--- TASK DIRECTIONS ---
Using the passage on Monday's foursome matches, decide whether each statement below agrees with it. Give yes or no for each and quote the deciding words of the passage.
(a) Great Britain led three of the four matches after the morning matches.
(b) Sarazen and Hagen won their match against Alliss and Whitcombe.
(c) Dudley and Burke were four behind at lunch.

--- SOURCE EXCERPT ---
All the Americans competed in the 1933 Open Championship. They all qualified and 8 of the 10 made the cut. After the four rounds they held 5 of the 6 leading positions with Shute and Wood tying for the tead. Shute won the 36 hole play-off by 5 strokes.

==Monday's foursome matches==
After the morning matches Great Britain led three of the four matches with the other match level. Alliss and Whitcombe had extended their lead to four after eight holes of the afternoon round. Sarazen and Hagen then won the next three holes and levelled the match at the 16th. The British pair won the 17th but Whitcombe missed a 4-foot putt at the last and the match was halved. In the final match the American pair of Dudley and Burke levelled the match after six holes of the afternoon round having been four behind at lunch. They won the 17th and halved the last to win the match.

| | Results | |
| Alliss/Whitcombe | halved | Sarazen/Hagen |
| Mitchell/Havers | GBR 3 & 2 | Dutra/Shute |
| Davies/Easterbrook | GBR 1 up | Wood/Runyan |
| Padgham/Perry | 1 up | Dudley/Burke |
| 2 | Session | 1 |
| 2 | Overall | 1 |

18 hole scores: Alliss/Whitcombe: 3 up, Mitchell/Haver: 4 up, Davies/Easterbrook v Wood/Runyan: all square, Padgham/Perry: 4 up.

--- DATA PROVIDED ---
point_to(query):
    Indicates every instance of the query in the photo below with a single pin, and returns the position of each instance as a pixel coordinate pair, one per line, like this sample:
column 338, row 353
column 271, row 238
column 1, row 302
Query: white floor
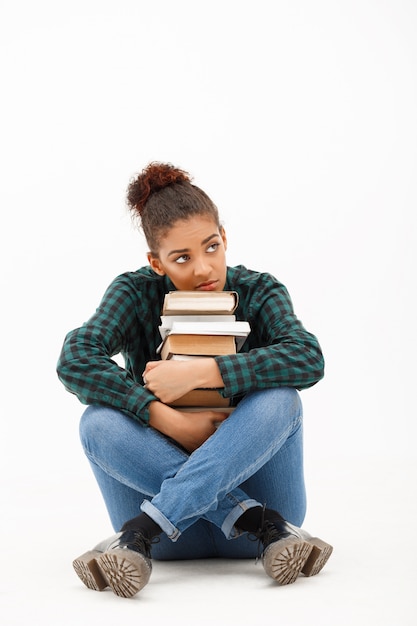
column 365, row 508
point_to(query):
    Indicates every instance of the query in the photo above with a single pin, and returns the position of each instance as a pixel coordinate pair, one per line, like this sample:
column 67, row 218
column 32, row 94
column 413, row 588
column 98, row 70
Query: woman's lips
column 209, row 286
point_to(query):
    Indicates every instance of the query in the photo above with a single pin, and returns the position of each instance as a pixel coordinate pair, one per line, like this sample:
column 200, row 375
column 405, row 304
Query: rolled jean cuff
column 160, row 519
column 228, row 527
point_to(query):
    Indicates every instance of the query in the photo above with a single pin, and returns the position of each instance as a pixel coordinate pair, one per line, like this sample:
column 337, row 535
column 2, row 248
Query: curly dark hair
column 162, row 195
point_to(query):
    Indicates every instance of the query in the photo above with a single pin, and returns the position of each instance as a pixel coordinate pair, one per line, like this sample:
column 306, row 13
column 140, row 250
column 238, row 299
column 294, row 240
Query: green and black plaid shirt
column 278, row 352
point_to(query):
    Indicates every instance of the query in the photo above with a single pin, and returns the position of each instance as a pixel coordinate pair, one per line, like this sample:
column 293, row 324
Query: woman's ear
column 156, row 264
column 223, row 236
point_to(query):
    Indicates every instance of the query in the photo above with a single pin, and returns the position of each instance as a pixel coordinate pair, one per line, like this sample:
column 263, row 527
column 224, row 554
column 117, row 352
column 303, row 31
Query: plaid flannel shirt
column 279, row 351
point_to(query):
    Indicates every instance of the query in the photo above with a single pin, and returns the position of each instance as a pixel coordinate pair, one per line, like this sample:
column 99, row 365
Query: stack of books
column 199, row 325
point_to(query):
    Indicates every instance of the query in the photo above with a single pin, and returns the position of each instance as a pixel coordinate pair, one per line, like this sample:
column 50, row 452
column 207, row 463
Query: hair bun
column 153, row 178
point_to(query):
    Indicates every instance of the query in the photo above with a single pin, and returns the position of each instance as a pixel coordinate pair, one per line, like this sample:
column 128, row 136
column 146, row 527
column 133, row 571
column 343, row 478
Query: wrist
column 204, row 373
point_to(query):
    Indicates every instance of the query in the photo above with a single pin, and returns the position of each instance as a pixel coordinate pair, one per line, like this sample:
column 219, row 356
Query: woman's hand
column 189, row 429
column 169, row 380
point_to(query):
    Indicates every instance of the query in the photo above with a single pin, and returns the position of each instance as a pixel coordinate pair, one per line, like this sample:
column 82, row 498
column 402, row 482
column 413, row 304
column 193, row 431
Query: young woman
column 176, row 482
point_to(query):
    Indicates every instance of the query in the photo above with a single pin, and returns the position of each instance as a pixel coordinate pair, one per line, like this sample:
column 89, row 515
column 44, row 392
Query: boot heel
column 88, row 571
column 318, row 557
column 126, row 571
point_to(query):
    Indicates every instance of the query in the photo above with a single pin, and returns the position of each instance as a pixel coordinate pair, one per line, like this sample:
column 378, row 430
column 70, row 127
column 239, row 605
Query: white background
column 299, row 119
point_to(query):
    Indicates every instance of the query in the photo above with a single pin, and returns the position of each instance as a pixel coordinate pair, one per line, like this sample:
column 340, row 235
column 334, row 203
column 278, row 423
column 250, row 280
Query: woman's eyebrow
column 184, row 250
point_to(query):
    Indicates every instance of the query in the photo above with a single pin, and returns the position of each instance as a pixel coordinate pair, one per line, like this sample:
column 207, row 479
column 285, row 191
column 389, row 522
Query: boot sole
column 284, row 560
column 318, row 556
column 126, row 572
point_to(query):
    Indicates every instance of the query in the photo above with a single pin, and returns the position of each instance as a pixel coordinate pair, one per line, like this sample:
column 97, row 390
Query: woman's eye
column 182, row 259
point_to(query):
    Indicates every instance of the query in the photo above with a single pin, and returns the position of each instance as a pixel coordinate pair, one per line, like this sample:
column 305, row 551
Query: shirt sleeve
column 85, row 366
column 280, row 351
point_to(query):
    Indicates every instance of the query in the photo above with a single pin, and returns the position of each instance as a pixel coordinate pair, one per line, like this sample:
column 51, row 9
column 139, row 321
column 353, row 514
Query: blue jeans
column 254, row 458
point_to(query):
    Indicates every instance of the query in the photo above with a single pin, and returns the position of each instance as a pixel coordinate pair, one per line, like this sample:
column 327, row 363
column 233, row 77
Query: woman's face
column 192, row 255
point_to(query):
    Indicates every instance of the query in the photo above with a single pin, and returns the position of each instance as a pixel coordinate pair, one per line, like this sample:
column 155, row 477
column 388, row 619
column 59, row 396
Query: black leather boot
...
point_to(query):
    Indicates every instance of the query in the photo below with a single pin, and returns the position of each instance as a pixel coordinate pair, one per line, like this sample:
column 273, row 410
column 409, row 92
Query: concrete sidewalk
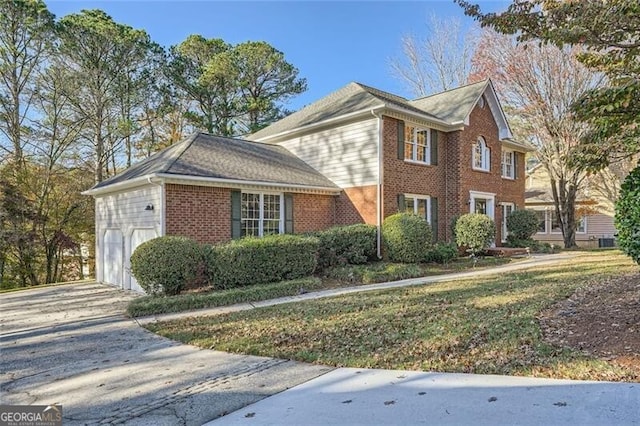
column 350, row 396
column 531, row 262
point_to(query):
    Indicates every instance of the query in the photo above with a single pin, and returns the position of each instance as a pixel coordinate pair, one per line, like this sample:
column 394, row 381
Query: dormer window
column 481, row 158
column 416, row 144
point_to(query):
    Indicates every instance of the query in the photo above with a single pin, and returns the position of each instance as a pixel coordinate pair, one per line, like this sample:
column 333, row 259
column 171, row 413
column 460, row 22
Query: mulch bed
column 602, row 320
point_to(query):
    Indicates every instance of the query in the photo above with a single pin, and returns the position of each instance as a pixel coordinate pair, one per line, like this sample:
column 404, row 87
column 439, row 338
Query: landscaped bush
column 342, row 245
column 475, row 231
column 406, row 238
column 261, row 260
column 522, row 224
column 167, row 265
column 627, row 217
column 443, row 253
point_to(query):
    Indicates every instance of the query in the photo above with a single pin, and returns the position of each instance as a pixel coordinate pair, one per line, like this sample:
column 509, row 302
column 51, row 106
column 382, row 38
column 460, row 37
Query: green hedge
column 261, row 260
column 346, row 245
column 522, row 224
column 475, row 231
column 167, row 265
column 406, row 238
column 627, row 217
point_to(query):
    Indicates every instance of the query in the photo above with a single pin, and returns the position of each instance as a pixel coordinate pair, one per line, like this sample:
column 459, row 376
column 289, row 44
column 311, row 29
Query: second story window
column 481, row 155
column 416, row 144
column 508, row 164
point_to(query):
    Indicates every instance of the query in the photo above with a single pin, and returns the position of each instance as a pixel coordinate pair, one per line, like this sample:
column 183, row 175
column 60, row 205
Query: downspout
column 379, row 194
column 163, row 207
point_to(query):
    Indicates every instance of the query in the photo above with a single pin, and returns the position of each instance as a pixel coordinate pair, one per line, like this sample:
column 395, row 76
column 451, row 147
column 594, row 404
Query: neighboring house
...
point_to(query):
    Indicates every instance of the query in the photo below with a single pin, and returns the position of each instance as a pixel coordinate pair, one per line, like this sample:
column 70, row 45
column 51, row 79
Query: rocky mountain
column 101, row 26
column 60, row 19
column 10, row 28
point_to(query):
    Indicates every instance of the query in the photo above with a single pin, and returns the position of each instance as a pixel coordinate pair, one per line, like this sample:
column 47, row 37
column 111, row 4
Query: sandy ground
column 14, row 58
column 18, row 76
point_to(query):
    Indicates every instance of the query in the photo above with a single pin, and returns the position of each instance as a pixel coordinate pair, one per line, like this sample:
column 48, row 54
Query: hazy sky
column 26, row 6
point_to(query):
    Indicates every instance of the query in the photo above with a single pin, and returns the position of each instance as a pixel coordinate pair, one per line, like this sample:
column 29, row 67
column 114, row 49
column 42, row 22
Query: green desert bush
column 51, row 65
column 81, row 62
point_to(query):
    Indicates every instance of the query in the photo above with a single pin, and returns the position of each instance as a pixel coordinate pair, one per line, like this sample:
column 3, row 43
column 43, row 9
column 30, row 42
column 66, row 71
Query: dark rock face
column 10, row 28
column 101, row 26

--- FULL ANSWER ---
(a) Yes: "After the morning matches Great Britain led three of the four matches with the other match level."
(b) No: "Whitcombe missed a 4-foot putt at the last and the match was halved."
(c) Yes: "having been four behind at lunch."